# Tape BackUp v External Hard Drive BackUp?



## helixcs (Feb 17, 2006)

Dear All,

Our LTO2 200/400 internal backup drive has gone **** and the cost of a replacement is shocking

We used Backup Exec 10d.

1. What are the main advantages of tape over external HDD backup?

2. If we use ext HDD, whats is the best approach?

3. Is Backup Exec 10d up to the job of backing up to Ext HDD's

Thanks for any help and assistance you can give.

Cheers

EN4


----------



## leroys1000 (Aug 16, 2007)

Tape drives can be more dependable over the long run.
You can compensate by using an external RAID enclosure
and run 2 hard drives in the case in a mirrored array.
It will look to your computer like it is just 1 hard drive,but
the second drive will be an exact copy of the first one in
case one of the drives fail.
Here are some external raid cases.
http://www.newegg.com/Product/ProductList.aspx?Submit=ENE&N=100007705&IsNodeId=1&srchInDesc=raid&page=1&bop=And&ActiveSearchResult=True&Order=PRICE&PageSize=20
If you constantly fill up tapes,then you may want to look into a hot swap case
so drives can be changed and stored.

Listed entries:
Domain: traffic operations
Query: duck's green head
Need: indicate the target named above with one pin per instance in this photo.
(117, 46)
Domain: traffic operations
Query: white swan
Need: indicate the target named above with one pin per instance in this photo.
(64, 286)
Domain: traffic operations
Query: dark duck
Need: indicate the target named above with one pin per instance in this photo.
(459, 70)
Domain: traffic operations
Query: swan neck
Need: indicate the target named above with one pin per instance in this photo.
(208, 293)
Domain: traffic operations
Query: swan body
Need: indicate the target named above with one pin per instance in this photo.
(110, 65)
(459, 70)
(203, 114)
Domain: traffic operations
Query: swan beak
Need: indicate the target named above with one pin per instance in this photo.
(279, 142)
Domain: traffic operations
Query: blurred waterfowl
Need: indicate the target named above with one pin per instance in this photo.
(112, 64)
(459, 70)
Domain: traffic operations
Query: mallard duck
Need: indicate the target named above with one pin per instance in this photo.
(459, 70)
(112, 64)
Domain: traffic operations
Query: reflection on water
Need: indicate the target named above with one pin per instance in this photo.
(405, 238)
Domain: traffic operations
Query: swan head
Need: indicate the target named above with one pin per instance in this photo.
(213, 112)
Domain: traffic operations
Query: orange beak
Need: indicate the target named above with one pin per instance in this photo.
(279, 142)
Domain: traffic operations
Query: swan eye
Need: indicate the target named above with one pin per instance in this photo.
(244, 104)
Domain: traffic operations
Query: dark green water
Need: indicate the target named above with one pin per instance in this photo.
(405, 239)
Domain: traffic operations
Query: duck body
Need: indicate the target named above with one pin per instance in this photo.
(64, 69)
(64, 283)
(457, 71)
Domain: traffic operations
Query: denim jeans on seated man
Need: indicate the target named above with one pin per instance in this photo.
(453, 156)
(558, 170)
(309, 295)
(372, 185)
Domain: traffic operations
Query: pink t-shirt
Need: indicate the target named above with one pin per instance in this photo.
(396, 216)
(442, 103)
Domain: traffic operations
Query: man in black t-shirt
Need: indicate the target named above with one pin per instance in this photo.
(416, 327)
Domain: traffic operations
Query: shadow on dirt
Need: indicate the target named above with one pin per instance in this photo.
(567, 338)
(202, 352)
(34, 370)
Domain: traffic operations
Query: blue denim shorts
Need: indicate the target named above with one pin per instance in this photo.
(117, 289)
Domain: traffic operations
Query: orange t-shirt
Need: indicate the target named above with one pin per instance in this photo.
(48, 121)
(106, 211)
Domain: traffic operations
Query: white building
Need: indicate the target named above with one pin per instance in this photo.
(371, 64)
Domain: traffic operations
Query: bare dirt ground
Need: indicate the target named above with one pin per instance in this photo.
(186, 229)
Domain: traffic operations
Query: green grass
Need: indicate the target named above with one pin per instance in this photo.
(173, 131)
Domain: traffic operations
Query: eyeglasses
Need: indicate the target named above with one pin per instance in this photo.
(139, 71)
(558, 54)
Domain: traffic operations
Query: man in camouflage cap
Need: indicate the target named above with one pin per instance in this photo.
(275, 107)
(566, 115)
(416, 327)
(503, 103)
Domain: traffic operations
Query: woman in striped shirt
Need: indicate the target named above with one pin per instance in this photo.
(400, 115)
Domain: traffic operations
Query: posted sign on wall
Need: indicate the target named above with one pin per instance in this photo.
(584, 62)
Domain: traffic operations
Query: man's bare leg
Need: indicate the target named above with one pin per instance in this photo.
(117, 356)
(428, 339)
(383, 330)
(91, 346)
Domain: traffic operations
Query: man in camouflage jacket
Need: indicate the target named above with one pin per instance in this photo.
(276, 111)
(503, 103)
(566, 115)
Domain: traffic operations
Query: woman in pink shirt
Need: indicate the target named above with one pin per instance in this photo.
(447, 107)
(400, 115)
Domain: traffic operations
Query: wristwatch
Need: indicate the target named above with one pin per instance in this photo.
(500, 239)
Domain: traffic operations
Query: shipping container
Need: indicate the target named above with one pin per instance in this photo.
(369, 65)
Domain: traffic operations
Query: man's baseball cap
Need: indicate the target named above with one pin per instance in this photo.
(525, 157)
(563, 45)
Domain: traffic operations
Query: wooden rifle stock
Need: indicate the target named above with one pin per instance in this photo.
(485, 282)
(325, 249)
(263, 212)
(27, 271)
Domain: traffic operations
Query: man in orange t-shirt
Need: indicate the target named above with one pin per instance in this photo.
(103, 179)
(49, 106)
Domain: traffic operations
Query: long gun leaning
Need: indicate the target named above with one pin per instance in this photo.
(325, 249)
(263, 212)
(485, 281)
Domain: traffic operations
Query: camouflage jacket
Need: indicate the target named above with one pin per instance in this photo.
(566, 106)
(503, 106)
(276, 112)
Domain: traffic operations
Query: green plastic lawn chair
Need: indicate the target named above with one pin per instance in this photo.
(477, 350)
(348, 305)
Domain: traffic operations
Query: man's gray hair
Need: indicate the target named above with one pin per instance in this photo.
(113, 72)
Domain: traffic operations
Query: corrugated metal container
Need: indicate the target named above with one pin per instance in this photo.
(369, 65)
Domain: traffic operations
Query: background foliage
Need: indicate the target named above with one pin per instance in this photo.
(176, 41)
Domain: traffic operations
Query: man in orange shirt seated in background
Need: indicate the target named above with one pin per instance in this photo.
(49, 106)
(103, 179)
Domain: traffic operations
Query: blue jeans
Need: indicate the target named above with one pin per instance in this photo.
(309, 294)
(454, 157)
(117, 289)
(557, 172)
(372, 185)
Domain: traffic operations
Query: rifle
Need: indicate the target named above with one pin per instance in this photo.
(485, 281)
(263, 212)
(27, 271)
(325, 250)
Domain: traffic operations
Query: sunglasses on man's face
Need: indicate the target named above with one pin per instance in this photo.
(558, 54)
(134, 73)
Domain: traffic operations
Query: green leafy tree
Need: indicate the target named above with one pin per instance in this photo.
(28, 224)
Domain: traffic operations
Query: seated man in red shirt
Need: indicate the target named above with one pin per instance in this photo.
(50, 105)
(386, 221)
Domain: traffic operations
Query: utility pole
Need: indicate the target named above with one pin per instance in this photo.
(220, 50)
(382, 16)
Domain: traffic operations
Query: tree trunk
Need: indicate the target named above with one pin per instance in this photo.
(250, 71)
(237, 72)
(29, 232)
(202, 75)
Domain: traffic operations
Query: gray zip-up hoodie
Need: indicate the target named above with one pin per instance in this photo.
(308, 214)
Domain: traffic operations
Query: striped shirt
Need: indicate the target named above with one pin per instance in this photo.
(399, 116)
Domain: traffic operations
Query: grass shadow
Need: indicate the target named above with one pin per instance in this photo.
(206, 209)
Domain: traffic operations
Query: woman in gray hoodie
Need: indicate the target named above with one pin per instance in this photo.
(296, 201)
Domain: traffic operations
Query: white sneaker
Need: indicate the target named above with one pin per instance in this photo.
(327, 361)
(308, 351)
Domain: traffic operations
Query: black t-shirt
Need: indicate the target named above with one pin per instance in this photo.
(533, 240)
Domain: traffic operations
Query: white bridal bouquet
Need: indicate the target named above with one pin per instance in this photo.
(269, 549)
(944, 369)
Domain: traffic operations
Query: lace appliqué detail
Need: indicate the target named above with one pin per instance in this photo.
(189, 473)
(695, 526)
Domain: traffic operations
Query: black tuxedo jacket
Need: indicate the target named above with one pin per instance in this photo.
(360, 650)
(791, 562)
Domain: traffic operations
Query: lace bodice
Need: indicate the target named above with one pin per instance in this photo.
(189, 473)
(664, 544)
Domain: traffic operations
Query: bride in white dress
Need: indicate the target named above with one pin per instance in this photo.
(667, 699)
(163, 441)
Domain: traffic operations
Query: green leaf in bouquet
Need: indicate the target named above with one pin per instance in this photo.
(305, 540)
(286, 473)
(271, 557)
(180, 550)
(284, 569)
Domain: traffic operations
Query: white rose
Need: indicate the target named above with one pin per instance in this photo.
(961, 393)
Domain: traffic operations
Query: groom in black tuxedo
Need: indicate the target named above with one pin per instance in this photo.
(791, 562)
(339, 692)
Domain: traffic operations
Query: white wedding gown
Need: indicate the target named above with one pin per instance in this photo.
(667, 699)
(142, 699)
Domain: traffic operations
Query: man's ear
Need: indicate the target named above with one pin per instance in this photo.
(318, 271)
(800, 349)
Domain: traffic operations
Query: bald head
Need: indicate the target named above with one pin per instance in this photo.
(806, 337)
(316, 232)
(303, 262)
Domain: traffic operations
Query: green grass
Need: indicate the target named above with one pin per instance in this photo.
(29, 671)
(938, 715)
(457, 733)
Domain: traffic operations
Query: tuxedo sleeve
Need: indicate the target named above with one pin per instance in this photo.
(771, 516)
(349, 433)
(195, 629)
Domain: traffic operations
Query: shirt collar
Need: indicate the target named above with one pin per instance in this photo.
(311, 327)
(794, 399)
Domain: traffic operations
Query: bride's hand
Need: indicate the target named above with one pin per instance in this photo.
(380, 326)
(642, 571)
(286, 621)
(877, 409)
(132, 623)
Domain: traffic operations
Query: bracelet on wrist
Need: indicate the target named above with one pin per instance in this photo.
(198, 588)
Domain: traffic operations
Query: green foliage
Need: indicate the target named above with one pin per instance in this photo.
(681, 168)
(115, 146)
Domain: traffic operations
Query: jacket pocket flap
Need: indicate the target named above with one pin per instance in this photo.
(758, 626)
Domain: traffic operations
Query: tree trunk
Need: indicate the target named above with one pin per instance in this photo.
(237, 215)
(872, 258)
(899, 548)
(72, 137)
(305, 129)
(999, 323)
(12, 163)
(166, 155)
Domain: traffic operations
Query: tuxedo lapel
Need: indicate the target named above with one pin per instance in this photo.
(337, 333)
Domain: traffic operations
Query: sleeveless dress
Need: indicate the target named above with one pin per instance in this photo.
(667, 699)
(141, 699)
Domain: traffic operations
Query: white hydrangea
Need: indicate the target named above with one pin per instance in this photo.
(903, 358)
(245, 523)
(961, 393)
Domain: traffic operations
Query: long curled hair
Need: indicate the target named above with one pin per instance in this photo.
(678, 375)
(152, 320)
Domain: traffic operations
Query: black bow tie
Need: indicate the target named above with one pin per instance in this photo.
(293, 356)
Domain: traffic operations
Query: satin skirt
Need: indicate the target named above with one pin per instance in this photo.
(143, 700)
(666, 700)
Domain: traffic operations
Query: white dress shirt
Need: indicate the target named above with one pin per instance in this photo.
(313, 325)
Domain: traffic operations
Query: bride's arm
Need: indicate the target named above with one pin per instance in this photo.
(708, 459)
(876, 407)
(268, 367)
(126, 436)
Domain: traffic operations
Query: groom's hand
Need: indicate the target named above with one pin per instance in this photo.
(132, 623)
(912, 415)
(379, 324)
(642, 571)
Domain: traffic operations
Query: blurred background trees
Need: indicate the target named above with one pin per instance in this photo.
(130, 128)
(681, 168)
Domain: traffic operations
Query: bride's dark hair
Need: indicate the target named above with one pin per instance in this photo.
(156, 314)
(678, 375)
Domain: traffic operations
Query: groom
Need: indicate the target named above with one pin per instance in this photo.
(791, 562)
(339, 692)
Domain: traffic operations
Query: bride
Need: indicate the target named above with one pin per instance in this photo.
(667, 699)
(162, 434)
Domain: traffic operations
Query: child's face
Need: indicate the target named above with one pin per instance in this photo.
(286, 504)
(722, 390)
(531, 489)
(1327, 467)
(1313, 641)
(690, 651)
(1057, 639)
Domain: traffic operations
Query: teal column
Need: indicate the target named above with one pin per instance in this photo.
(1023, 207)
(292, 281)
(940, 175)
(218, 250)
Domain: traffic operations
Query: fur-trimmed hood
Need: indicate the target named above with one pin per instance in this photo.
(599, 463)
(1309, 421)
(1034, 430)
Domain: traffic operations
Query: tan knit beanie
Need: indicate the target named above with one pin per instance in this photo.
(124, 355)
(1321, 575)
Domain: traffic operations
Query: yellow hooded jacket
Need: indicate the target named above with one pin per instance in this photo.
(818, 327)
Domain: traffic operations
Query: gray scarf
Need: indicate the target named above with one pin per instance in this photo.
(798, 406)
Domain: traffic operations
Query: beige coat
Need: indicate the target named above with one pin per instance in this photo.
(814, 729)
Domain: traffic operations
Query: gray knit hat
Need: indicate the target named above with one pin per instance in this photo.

What you are asked to do: From the forum thread on tape versus external hard drive backup, list every numbered question in the first post. The listing plays no part in what follows.

Task answer:
1. What are the main advantages of tape over external HDD backup?
2. If we use ext HDD, whats is the best approach?
3. Is Backup Exec 10d up to the job of backing up to Ext HDD's